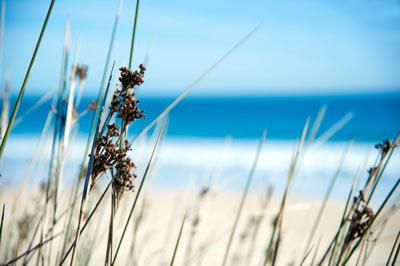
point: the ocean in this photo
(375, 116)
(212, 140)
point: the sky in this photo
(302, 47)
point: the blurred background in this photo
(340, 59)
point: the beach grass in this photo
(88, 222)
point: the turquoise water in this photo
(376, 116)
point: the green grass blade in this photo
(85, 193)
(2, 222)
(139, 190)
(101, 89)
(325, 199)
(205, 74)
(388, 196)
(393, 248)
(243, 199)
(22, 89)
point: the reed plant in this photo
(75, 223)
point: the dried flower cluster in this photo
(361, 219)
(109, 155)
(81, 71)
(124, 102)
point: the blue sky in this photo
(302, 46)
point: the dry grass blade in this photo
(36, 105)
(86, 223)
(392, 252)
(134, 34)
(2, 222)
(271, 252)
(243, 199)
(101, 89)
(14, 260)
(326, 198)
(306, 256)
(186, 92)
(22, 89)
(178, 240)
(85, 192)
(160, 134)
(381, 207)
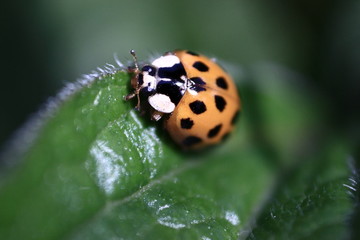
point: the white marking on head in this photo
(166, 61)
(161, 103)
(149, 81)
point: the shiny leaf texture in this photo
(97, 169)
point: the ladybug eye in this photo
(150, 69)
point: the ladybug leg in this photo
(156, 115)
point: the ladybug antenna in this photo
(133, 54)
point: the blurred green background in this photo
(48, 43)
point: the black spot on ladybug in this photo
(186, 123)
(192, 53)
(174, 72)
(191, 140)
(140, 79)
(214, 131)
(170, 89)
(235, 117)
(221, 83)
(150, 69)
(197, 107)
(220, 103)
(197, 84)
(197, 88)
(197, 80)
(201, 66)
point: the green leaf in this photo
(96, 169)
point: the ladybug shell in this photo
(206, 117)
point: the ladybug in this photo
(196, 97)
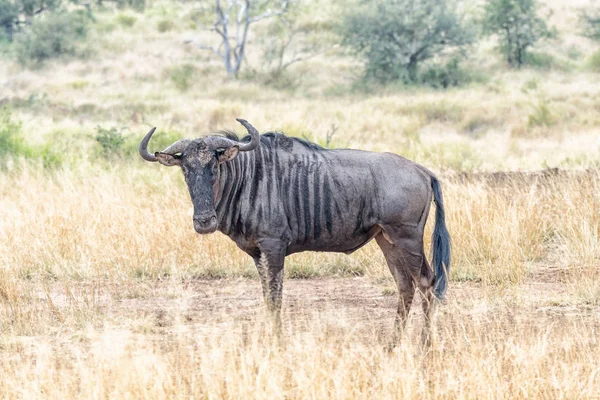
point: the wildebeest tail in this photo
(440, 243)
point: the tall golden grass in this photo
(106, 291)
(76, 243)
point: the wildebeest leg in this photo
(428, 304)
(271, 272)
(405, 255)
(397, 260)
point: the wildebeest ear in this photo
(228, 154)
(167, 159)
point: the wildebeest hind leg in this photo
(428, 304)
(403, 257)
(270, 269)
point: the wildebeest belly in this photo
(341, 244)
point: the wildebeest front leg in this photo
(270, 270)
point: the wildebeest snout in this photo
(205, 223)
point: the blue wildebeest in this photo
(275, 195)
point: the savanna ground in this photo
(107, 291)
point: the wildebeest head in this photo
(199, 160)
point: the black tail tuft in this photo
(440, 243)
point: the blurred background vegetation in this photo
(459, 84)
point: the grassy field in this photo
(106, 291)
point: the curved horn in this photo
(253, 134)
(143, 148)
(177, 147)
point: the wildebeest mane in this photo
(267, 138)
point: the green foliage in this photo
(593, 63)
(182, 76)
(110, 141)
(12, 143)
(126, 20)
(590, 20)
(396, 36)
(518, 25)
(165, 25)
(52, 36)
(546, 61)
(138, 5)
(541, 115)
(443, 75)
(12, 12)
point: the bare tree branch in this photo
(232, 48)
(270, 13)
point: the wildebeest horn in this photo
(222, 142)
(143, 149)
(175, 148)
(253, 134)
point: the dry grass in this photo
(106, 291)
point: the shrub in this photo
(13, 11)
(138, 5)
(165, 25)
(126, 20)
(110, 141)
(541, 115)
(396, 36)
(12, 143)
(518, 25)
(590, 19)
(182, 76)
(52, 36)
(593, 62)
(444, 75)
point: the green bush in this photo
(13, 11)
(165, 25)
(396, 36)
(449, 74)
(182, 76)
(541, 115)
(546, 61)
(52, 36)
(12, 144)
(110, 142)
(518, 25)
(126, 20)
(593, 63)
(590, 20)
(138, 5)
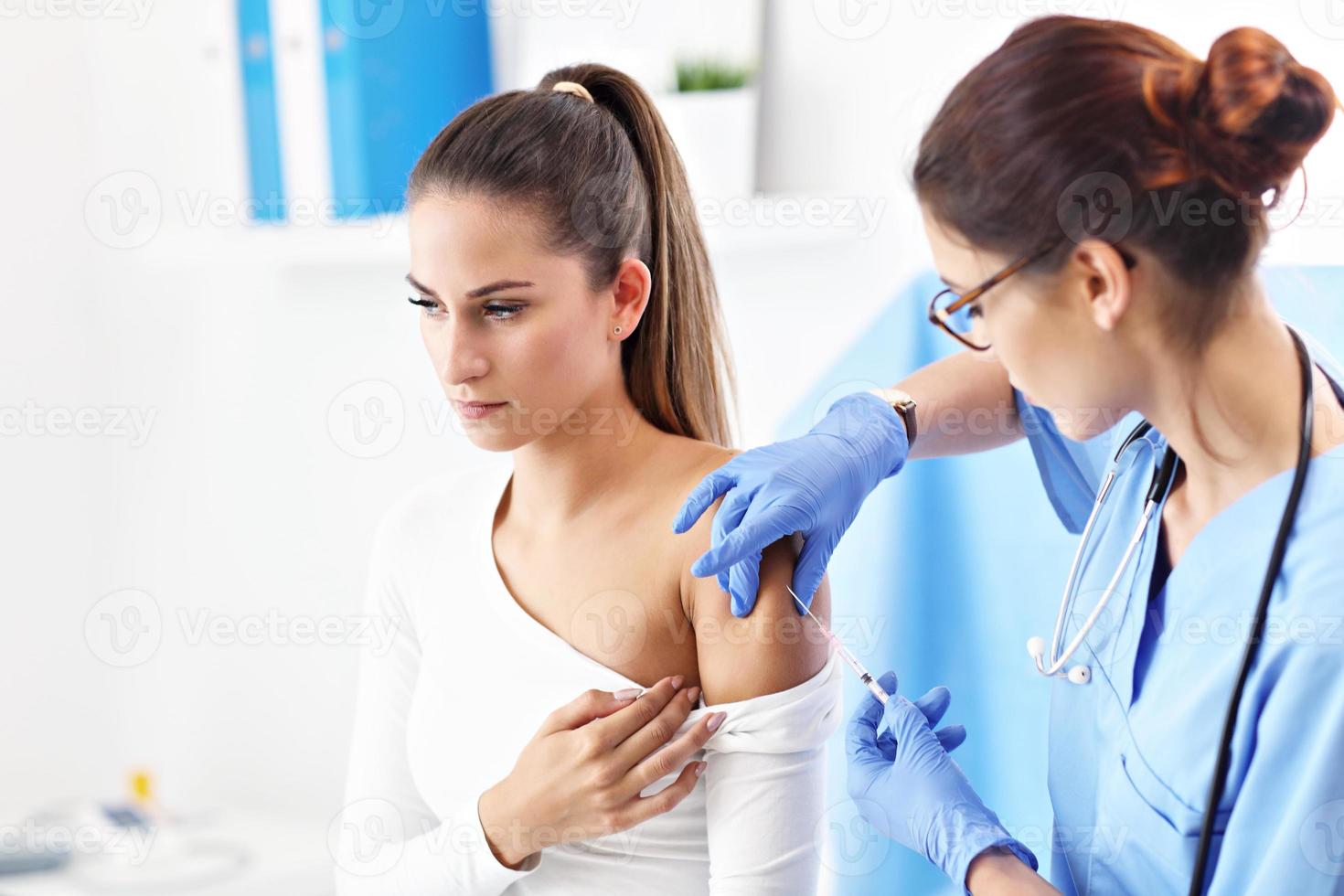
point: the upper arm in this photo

---*---

TÂCHE À FAIRE :: Reproduisez à l'identique toutes les lignes des enregistrements ci-dessus, en laissant de côté les images.

RÉPONSE ATTENDUE ::
point: the ocean in this photo
(375, 116)
(212, 140)
point: the sky in this photo
(302, 47)
point: the blurred background in this photo
(340, 59)
point: the beach grass in this photo
(88, 222)
point: the turquoise water in this photo
(376, 116)
point: the green grass blade in this photo
(85, 193)
(2, 222)
(139, 190)
(101, 89)
(325, 199)
(205, 74)
(388, 196)
(393, 248)
(243, 199)
(22, 89)
point: the reed plant in this photo
(75, 223)
point: the dried flower cluster in this photo
(361, 219)
(109, 155)
(81, 71)
(124, 102)
point: the blue sky in this photo
(302, 46)
point: the dry grass blade in this photo
(36, 105)
(86, 223)
(392, 252)
(134, 34)
(2, 222)
(271, 252)
(243, 199)
(101, 89)
(14, 260)
(326, 198)
(306, 256)
(186, 92)
(22, 89)
(178, 240)
(85, 192)
(160, 134)
(381, 207)
point: the white marking on head in this photo
(166, 61)
(161, 103)
(149, 81)
point: the shiny leaf texture in this photo
(97, 169)
point: the ladybug eye in this photo
(150, 69)
point: the ladybug leg in this photo
(156, 115)
point: the ladybug antenna in this photo
(133, 54)
point: the blurred green background in this photo
(48, 43)
point: the black spot on ladybug in this photo
(186, 123)
(192, 53)
(174, 72)
(191, 140)
(140, 79)
(214, 131)
(170, 89)
(235, 117)
(221, 83)
(150, 69)
(197, 107)
(220, 103)
(197, 84)
(197, 88)
(197, 80)
(201, 66)
point: the green leaf in this photo
(96, 169)
point: the ladybug shell in this photo
(206, 117)
point: the ladybug in this photo
(196, 97)
point: the wildebeest tail in this photo
(440, 243)
point: the tall golden grass in this photo
(106, 291)
(76, 243)
point: the wildebeest leg in this photo
(428, 304)
(271, 272)
(405, 255)
(397, 260)
point: the wildebeest ear in this photo
(228, 154)
(167, 159)
point: the wildebeest hind leg in this photo
(428, 304)
(403, 257)
(270, 269)
point: the wildebeest belly in this photo
(341, 244)
point: the wildebeest front leg in this photo
(270, 270)
point: the wildebeest snout in this photo
(205, 223)
point: the blue wildebeest in this photo
(275, 195)
point: the savanna ground in this photo
(107, 291)
point: the wildebeest head in this photo
(199, 160)
point: the black tail tuft in this photo
(440, 243)
point: the blurred background vegetation in this photo
(459, 84)
point: the grassy field in this photo
(106, 291)
point: the curved horn in this photo
(253, 134)
(143, 148)
(177, 147)
point: the wildebeest mane in this photo
(267, 138)
point: the green foliage in this photo
(593, 63)
(182, 76)
(110, 141)
(12, 143)
(126, 20)
(590, 20)
(396, 36)
(518, 25)
(165, 25)
(52, 36)
(546, 61)
(138, 5)
(541, 115)
(443, 75)
(12, 12)
point: the bare tree branch in this photo
(232, 48)
(270, 13)
point: the wildebeest horn in this photo
(222, 142)
(143, 149)
(175, 148)
(253, 134)
point: the dry grass in this photo
(106, 291)
point: the shrub in this photo
(13, 11)
(138, 5)
(165, 25)
(126, 20)
(110, 141)
(541, 115)
(396, 36)
(12, 143)
(518, 25)
(590, 19)
(182, 76)
(52, 36)
(593, 62)
(444, 75)
point: the green bush in this photo
(13, 11)
(165, 25)
(396, 36)
(449, 74)
(182, 76)
(541, 115)
(546, 61)
(52, 36)
(12, 144)
(110, 142)
(518, 25)
(126, 20)
(593, 63)
(590, 20)
(138, 5)
point: the upper arm in this photo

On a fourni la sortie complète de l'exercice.